TASK REQUIREMENTS –
Copy out all of the records below word for word, but leave out the pictures.

SUPPLIED INFORMATION –

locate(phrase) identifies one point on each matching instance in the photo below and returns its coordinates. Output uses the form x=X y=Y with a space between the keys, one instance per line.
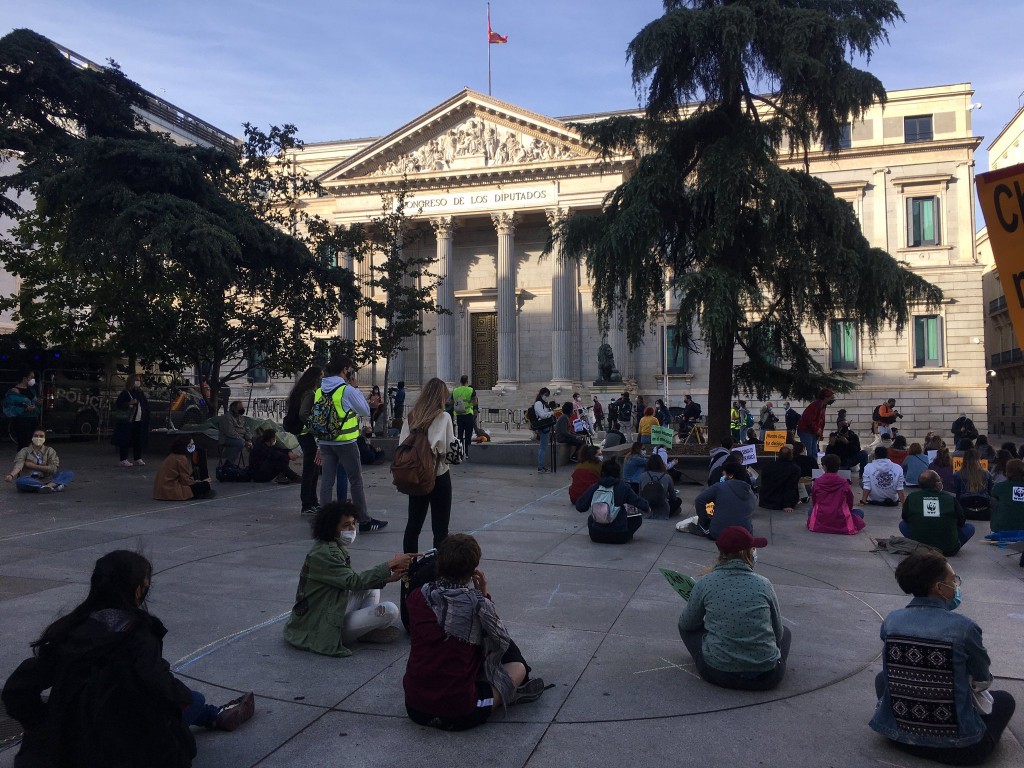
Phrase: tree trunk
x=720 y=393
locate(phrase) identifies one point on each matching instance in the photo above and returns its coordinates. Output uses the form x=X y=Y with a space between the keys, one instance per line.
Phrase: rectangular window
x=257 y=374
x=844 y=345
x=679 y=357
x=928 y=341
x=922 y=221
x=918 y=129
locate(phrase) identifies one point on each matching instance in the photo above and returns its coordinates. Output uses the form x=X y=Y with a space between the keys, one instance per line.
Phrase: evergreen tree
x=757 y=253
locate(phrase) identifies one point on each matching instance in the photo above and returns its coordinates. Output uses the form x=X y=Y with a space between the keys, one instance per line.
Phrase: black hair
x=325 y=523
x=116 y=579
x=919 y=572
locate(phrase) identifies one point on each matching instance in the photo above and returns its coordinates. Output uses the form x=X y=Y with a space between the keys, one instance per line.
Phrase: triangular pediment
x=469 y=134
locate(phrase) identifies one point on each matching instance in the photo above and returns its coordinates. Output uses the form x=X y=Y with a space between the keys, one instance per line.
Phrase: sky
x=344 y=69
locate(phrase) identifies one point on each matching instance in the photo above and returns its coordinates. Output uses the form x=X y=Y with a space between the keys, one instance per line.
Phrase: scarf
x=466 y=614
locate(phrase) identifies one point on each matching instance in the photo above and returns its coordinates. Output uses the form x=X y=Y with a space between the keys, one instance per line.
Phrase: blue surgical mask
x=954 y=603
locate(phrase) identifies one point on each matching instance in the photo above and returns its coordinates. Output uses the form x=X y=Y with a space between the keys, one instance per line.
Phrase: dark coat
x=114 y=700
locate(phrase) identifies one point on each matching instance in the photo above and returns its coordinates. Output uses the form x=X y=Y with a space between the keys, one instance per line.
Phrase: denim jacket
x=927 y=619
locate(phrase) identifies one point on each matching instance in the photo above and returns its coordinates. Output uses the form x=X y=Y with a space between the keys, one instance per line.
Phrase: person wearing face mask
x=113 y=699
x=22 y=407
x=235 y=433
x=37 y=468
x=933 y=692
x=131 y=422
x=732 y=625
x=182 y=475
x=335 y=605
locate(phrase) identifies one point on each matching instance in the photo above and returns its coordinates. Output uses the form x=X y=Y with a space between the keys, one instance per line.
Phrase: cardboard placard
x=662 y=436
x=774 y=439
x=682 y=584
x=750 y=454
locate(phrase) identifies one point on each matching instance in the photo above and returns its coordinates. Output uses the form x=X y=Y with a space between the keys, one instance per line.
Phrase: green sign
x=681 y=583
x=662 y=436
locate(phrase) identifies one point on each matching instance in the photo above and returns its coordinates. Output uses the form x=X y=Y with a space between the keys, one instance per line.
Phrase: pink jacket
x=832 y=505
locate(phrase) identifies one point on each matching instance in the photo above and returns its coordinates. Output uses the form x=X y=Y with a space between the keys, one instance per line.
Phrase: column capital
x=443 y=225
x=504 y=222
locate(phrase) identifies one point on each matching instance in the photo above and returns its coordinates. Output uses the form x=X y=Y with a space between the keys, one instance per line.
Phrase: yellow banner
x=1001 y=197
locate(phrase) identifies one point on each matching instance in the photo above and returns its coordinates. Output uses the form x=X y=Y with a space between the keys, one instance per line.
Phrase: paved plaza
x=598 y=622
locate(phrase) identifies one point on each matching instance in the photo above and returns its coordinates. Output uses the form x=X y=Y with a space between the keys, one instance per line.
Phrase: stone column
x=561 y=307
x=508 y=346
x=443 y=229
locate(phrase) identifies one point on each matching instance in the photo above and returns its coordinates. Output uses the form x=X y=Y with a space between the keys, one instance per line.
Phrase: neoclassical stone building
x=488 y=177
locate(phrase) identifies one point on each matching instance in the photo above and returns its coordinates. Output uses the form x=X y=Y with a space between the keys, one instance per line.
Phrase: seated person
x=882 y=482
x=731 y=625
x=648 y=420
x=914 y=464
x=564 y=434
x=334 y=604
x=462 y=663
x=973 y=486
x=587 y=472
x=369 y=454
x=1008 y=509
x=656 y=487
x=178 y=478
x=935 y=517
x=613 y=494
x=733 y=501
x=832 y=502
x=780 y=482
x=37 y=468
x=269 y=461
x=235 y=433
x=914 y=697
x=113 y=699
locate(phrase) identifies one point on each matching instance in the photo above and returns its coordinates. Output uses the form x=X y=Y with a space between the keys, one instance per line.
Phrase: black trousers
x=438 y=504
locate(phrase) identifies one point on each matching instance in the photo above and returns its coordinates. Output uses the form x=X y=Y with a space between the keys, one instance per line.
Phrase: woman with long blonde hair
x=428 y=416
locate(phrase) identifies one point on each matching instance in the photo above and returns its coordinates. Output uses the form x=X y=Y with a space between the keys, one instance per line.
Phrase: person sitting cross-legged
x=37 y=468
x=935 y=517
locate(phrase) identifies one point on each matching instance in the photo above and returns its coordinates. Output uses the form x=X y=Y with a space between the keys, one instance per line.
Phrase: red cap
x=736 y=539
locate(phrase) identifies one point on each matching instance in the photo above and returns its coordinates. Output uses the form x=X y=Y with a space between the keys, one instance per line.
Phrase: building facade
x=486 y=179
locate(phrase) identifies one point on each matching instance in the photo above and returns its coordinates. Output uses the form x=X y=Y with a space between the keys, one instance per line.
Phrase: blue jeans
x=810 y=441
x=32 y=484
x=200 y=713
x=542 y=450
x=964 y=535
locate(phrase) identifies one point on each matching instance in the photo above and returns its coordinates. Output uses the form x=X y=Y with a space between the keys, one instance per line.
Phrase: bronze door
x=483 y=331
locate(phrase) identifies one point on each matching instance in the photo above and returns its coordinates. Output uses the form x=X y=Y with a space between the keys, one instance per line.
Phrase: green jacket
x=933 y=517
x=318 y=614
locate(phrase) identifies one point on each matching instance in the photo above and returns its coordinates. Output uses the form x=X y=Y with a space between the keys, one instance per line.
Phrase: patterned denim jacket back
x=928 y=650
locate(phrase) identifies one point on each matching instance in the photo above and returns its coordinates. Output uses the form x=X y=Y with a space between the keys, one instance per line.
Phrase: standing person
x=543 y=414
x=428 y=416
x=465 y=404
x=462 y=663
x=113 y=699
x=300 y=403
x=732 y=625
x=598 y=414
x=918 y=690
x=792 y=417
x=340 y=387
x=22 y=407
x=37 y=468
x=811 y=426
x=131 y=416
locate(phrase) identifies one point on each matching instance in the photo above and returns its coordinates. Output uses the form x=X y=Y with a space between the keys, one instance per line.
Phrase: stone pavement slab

TASK SOLUTION –
locate(phrase) identifies one point on each matching instance in the photo below and returns its coordinates. Output uses the form x=X y=Y with a space between the keys, one instance per line.
Phrase: tree trunk
x=720 y=393
locate(phrase) identifies one point on each matching instance in the photo above and returns its coordinates. Output uses the form x=X y=Y with a space between the keys, one instance per line.
Phrase: rectangular window
x=257 y=374
x=844 y=345
x=679 y=357
x=928 y=341
x=922 y=221
x=918 y=129
locate(phrase) identifies one point on each matching instance in the photo above and returns its coordinates. Output uses the form x=X y=Y with a space between the keys, one instance per line.
Phrase: evergreen tree
x=757 y=253
locate(phrase) identifies one point on each matching instance in the photo above and returns its coordinates. Output uses the form x=X y=Y with a space between the keys, one instance per line.
Phrase: black hair
x=325 y=523
x=116 y=579
x=919 y=572
locate(phrase) identifies one point on each matching instance in the photo above and returns its coordinates. Output uses the form x=X y=Y with a space between the keys, one instance per line.
Phrase: triangular pediment
x=469 y=134
locate(phrase) identifies one point on each matching instance in the photo above and returns its coordinates. Output uses the form x=X y=Y with a space between the keys, one instance per line.
Phrase: sky
x=344 y=69
locate(phrase) identifies one point on each matching instance in the photo above and returns its coordinates. Output uses the form x=X y=Y with a space between the keys, one instance per line.
Phrase: scarf
x=466 y=614
locate(phrase) identifies one point on each matching instance in the photo above and returns its coordinates. Output uses the form x=X y=Y with a space between the keys, one instance per line.
Phrase: blue surgical mask
x=954 y=603
locate(phrase) identifies one point on each matching instance in the photo above and returns its coordinates. Output uses the form x=X y=Y with a space between the keys, one instance per line.
Phrase: dark coat
x=114 y=700
locate(phrase) identifies one point on each matching instance in the photo above and returns its coordinates. Output uses the form x=X y=Y with a space between the keys, one instance per line.
Phrase: denim jacket
x=927 y=619
locate(phrase) identifies one point on each matching instance in the photo above and returns its coordinates. Output uses the form x=X y=Y with a space between the keys, one instance per line.
Phrase: person wearing face mask
x=113 y=699
x=22 y=407
x=235 y=433
x=37 y=468
x=933 y=692
x=131 y=422
x=732 y=625
x=182 y=475
x=335 y=605
locate(phrase) identifies one point on each matching instance in the photo above and returns its coordinates. Output uses the form x=X y=Y with a space between the keys, one instance per line.
Phrase: cardboard placard
x=662 y=436
x=774 y=439
x=682 y=584
x=750 y=454
locate(phrase) identifies one point on each matching instance in the photo above and returns its coordinates. Output uses the form x=X y=Y with a space between the keys, one instance per line.
Phrase: green sign
x=681 y=583
x=662 y=436
locate(phrase) identifies one point on each matching instance in the photo above and returns its coordinates. Output uses the form x=X y=Y with a space between the keys, one instance per line.
Phrase: pink jacket
x=832 y=505
locate(phrase) identifies one point on each matching instance in the photo above and returns its coordinates. Output uses the form x=X y=Y with a space between the keys, one instance per line.
Phrase: column capital
x=443 y=225
x=504 y=222
locate(phrase) identifies one point on each matching instance in the photo above and returns its coordinates. Output uses the form x=X y=Y with a space between the keys, one instance per line.
Phrase: yellow banner
x=1001 y=197
locate(phrase) identifies one point on each matching instance in the photo above and returns its coordinates. Output uses the form x=X y=Y with a space between the keys, one instance per line.
Phrase: paved plaza
x=598 y=622
locate(phrase) identifies one point on each matching instance in the photo above and returns its coordinates. Output uses the form x=X y=Y with a space between the keys, one instance per line.
Phrase: stone column
x=561 y=307
x=508 y=346
x=443 y=229
locate(phrase) identifies one point on each matching instance in the photo above and returns its coordinates. Output uses the form x=X y=Y with a space between the keys, one instance per line.
Phrase: neoclassical stone building
x=488 y=177
locate(phrase) identifies one point on each matching instance in the photo above and returns its coordinates. Output uses the form x=X y=Y with a space between the keys, one instance per line.
Phrase: seated person
x=882 y=482
x=731 y=625
x=648 y=420
x=914 y=464
x=564 y=434
x=334 y=604
x=462 y=663
x=973 y=486
x=587 y=472
x=369 y=454
x=1008 y=509
x=656 y=487
x=178 y=478
x=935 y=517
x=613 y=494
x=733 y=501
x=832 y=502
x=780 y=482
x=37 y=468
x=269 y=461
x=235 y=433
x=914 y=697
x=113 y=699
locate(phrase) identifies one point on each matching instance in the photo above and returns its coordinates. Output uses the form x=X y=Y with a space between the keys, one instance per line.
Phrase: black trousers
x=438 y=504
locate(phrase) identifies one point on each matching instance in the photo above and returns its coordinates. Output uses the form x=X y=Y with a space between the keys, one instance per line.
Phrase: woman with long blonde hair
x=428 y=416
locate(phrase) identifies one point on each matching instance in the photo above and returns its coordinates. Output uses the form x=X y=Y with a space between the keys, one instance per line.
Phrase: person sitting cross-legged
x=37 y=468
x=935 y=517
locate(phrase) identifies one point on each matching instance in the photo above and returns its coordinates. Output uses the form x=X y=Y with a space between the keys, one instance per line.
Phrase: red cap
x=736 y=539
locate(phrase) identifies one point on each matching instance in the photo above and returns its coordinates. Output uses the form x=X y=Y with a space between the keys, one instance per line.
Phrase: building facade
x=486 y=179
locate(phrase) identifies one point on each matching instance in the photo above and returns its coordinates. Output uses the form x=X y=Y with a space between the keys, one instance per line.
Phrase: blue jeans
x=810 y=441
x=32 y=484
x=200 y=713
x=542 y=450
x=964 y=535
locate(phrase) identifies one point on each matching instance in the photo above and returns its coordinates. Output uses the form x=X y=Y with a space between the keys, one instance per line.
Phrase: bronze door
x=483 y=331
locate(phrase) identifies one point on each matching instance in the photo above and returns its coordinates. Output uses the form x=X y=Y with a space between the keys, one instance per line.
Phrase: green jacket
x=933 y=517
x=318 y=614
locate(phrase) identifies one point on each matching instance in the photo above and returns its coordinates. Output uses the form x=X y=Y with a space between the keys, one instance per line.
Phrase: patterned denim jacket back
x=928 y=650
locate(phrase) identifies one point on each matching instance in the photo above and returns its coordinates. Output uses the form x=X y=Y with a space between the keys, one instance per line.
Phrase: standing person
x=543 y=414
x=428 y=416
x=465 y=404
x=462 y=663
x=113 y=699
x=300 y=403
x=732 y=625
x=598 y=414
x=918 y=690
x=792 y=417
x=340 y=387
x=22 y=407
x=37 y=468
x=811 y=426
x=131 y=416
locate(phrase) identifies one point on each matching instance in the photo above and returns its coordinates. Output uses the form x=X y=Y with a space between the keys, one instance per line.
Phrase: stone pavement slab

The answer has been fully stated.